[[ PROVIDED RECORDS, beginning ]]

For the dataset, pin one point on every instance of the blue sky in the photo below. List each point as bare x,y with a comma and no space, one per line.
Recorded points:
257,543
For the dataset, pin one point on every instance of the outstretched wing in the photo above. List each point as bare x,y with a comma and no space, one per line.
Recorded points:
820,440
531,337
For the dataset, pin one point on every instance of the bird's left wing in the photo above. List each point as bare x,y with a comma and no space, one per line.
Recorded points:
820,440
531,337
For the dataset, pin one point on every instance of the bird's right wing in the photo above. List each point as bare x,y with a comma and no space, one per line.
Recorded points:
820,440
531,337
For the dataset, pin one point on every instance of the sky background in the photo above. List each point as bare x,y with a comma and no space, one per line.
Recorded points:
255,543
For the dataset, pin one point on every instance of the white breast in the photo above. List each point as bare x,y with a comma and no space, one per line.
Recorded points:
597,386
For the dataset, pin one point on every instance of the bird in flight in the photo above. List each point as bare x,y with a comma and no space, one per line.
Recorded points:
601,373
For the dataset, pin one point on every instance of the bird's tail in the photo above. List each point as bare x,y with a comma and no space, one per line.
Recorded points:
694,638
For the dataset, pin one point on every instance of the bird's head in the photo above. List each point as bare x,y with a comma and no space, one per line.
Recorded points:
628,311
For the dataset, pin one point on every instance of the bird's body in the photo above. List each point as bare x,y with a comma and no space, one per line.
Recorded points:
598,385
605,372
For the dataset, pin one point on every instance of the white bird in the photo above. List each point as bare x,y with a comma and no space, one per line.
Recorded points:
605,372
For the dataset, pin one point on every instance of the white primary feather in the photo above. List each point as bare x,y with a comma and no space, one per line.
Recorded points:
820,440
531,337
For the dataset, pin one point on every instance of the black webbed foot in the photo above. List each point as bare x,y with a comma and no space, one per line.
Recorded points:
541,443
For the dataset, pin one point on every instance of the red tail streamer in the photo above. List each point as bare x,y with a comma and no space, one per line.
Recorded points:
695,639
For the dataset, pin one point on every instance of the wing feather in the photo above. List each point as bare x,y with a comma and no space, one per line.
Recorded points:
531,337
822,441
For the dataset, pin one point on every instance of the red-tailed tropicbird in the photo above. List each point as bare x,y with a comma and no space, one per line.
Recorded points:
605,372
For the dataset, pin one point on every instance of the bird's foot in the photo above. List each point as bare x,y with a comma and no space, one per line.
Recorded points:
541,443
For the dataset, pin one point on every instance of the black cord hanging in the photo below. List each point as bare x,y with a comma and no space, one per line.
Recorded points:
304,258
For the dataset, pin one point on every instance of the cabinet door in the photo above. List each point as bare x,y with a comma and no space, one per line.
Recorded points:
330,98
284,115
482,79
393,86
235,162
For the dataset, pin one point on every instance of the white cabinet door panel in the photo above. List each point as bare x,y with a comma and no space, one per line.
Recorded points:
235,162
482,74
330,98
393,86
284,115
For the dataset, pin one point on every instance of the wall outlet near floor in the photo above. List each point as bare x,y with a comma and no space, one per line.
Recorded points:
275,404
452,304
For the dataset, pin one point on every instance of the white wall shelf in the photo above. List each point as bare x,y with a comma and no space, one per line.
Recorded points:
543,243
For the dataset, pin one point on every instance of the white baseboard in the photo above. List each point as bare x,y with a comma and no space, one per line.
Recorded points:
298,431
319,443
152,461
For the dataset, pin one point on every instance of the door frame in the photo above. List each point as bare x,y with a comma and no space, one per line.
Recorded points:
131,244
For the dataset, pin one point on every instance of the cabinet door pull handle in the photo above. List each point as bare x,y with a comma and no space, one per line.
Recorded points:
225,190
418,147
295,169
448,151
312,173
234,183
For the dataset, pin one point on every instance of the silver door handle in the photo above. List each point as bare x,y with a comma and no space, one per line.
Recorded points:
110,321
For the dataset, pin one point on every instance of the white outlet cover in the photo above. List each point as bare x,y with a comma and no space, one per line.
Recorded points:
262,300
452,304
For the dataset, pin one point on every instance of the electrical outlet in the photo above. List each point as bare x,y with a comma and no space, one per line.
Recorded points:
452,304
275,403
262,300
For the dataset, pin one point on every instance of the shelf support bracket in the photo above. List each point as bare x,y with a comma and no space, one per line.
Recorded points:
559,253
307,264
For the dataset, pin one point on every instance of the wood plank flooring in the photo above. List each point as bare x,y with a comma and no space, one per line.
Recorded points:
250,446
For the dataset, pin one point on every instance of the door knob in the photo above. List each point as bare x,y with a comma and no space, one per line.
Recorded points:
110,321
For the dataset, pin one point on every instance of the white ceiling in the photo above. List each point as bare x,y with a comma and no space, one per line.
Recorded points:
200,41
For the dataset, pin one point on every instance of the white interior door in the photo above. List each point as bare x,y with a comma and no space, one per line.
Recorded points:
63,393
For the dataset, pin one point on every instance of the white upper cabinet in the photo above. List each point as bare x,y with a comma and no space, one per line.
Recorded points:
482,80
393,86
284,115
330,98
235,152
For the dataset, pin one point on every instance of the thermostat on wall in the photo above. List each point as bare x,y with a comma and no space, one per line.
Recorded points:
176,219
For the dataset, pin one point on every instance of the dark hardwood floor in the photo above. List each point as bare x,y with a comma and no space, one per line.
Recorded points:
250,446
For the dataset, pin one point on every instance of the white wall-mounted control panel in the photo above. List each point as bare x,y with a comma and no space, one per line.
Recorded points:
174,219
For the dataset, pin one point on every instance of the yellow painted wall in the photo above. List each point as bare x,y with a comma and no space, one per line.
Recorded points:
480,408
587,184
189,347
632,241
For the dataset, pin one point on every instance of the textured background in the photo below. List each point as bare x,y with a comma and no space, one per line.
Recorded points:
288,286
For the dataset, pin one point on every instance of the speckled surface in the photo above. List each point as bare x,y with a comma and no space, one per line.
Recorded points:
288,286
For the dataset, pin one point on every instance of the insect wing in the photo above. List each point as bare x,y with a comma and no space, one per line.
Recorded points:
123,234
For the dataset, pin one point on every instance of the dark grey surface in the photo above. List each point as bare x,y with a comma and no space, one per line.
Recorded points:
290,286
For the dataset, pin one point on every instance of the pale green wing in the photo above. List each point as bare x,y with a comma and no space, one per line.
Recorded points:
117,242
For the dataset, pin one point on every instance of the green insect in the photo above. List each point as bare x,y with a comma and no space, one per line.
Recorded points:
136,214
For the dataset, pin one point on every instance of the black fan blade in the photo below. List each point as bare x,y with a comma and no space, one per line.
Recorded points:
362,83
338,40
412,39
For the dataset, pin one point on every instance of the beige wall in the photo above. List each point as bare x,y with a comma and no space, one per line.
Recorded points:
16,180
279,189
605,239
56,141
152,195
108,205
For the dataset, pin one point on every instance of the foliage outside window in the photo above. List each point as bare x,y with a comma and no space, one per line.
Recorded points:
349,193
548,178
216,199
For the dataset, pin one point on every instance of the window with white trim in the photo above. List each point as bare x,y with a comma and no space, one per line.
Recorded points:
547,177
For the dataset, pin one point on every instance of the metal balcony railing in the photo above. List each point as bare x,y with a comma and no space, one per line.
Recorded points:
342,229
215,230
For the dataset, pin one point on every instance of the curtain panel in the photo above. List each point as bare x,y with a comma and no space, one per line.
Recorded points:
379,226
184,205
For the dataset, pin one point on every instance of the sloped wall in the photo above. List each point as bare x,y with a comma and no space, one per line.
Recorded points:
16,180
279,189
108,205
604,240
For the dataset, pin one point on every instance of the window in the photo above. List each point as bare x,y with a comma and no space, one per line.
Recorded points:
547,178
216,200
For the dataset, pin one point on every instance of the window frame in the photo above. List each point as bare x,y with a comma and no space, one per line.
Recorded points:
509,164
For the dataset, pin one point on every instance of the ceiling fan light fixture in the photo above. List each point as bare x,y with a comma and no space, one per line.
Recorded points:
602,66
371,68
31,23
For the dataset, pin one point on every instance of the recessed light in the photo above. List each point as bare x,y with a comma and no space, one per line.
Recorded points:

[[ PROVIDED RECORDS, end ]]

__REQUIREMENT__
Take the listing above from its first line through the line containing "the white bird", and transcribe that stretch exactly, with no other lines.

__COMPLETED TASK__
For the dataset, pin one point on every instance of the blue sky in the photo below. List each point as bare x,y with a comma and no space, one per line.
Recorded points:
257,543
For the dataset, pin one point on every instance of the outstretched wing in the photo above. List each point as bare x,y with a comma and no space, one per line.
Recorded points:
820,440
531,337
For the dataset, pin one point on every instance of the bird's left wing in the photo above. List each point as bare x,y with a comma and no space, one per line.
Recorded points:
820,440
531,337
For the dataset, pin one point on every instance of the bird's right wing in the photo above. List each point as bare x,y with a comma and no space, one per line.
Recorded points:
820,440
531,337
For the dataset, pin one point on every instance of the sky background in the photo above. List each point as bare x,y with a comma and no space, one per line.
Recorded points:
255,543
For the dataset, pin one point on every instance of the white breast in the photo above. List each point as bare x,y with a comma and no space, one per line.
Recorded points:
597,386
For the dataset, pin one point on every instance of the bird in flight in the photo above. List each point as bare x,y with a comma and no space, one per line.
Recorded points:
601,373
For the dataset, pin one point on every instance of the bird's tail in the photo above. List each point as bare x,y with a comma and no space, one per line.
Recorded points:
694,638
For the dataset, pin one point on every instance of the bird's head in the photo above. List each point as bare x,y with a comma and no space, one per line.
Recorded points:
628,311
For the dataset, pin one point on every instance of the bird's body in the photo above. List each point as bare x,y with a comma and no space, one per line.
Recorded points:
598,385
605,372
For the dataset, pin one point on every instance of the white bird in the photo above. List each point as bare x,y with a comma and no space, one per line.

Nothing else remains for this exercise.